Source material START

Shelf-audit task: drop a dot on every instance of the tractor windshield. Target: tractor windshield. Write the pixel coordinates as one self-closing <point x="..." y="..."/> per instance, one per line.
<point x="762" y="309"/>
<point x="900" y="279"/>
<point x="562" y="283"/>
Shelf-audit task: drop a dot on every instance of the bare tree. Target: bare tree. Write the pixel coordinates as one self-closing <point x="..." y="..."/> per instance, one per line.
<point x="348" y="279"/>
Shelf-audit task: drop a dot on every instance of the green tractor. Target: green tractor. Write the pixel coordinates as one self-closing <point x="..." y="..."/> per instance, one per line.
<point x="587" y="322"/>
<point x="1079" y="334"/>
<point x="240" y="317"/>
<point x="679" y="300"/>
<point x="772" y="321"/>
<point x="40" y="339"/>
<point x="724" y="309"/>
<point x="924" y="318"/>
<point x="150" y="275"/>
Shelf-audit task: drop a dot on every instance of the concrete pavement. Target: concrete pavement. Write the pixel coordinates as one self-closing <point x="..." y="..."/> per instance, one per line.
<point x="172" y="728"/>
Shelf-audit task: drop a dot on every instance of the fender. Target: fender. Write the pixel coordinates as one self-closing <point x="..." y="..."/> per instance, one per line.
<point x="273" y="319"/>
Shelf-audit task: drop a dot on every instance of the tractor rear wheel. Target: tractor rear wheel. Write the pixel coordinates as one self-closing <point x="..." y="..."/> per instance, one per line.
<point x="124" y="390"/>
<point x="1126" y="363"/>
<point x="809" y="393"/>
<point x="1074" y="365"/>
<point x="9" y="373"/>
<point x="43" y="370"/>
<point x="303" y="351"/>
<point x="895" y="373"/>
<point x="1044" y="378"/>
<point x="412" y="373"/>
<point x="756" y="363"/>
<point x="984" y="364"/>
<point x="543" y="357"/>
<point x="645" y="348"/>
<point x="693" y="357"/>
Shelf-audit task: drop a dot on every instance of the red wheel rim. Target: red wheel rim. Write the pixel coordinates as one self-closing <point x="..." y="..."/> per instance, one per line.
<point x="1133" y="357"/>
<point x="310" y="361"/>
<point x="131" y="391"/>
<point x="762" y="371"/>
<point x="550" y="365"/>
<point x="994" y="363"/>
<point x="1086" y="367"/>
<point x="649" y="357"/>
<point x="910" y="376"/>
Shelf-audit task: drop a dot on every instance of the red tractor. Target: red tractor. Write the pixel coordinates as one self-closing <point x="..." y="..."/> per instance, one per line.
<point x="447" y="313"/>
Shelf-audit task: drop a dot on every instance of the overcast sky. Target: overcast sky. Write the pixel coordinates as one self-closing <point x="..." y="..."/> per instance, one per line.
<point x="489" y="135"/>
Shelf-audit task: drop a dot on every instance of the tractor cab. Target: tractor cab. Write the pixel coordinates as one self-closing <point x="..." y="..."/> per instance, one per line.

Source material END

Reproduce the entries above in full and exactly.

[Result of the exercise]
Shelf-audit task: drop a dot on every instance of the tractor windshield. Target: tractor windshield. Write the pixel coordinates as one self-closing <point x="..." y="..."/> per instance, one per line.
<point x="762" y="309"/>
<point x="900" y="279"/>
<point x="562" y="283"/>
Shelf-audit task: drop a dot on every instance of the bare tree. Target: bare tree. Write the pixel coordinates as one self-closing <point x="..." y="..."/> per instance, one per line.
<point x="348" y="279"/>
Shelf-audit task: drop a dot on every instance of the green tractor. Target: green tractor. Write the pixel coordinates as one self-closing <point x="..." y="..."/> per instance, one per line.
<point x="587" y="322"/>
<point x="1079" y="334"/>
<point x="240" y="317"/>
<point x="679" y="300"/>
<point x="772" y="321"/>
<point x="40" y="339"/>
<point x="724" y="309"/>
<point x="924" y="318"/>
<point x="150" y="275"/>
Shelf-audit task: drop a dot on every instance of the concrete pavement. Target: concrete pavement. Write the pixel coordinates as one self-closing <point x="..." y="..."/> per instance, one per line.
<point x="172" y="728"/>
Shelf-audit task: drop a dot on every instance of the fender. Target: fender. Write the pixel coordinates as one self-closing <point x="..." y="..."/> per instance, one per line.
<point x="273" y="319"/>
Shelf-audit task: drop a dot on every instance of the tractor rear wheel. Target: tractor rear wheel. Write the pixel coordinates as one self-closing <point x="..." y="..."/> per instance, one per line.
<point x="124" y="390"/>
<point x="1126" y="363"/>
<point x="809" y="393"/>
<point x="1074" y="365"/>
<point x="9" y="373"/>
<point x="43" y="370"/>
<point x="303" y="351"/>
<point x="895" y="373"/>
<point x="1044" y="378"/>
<point x="412" y="373"/>
<point x="756" y="363"/>
<point x="984" y="364"/>
<point x="543" y="357"/>
<point x="645" y="348"/>
<point x="693" y="357"/>
Shelf-audit task: drop a dot on every instance of the red wheel rim. Target: red wheel rim. Write the pixel coordinates as one self-closing <point x="..." y="..."/> per instance, one per line.
<point x="1133" y="357"/>
<point x="310" y="361"/>
<point x="131" y="391"/>
<point x="762" y="371"/>
<point x="550" y="365"/>
<point x="994" y="363"/>
<point x="1086" y="367"/>
<point x="649" y="357"/>
<point x="910" y="376"/>
Shelf-audit task: drop a dot on every instance of the red tractor. Target: red tractor. Write the pixel coordinates as one self-closing <point x="..." y="..."/> per instance, one per line.
<point x="447" y="313"/>
Shelf-audit task: drop a dot on every instance of the overcast sky. Target: overcast sky. Write the pixel coordinates as one self-closing <point x="..." y="..."/> per instance, one per line.
<point x="489" y="135"/>
Shelf-audit task: drop a dot on every instance of the tractor cab. Target: tractor cab. Write the pixel coordinates as one self-closing <point x="..." y="..."/> per instance, one per line.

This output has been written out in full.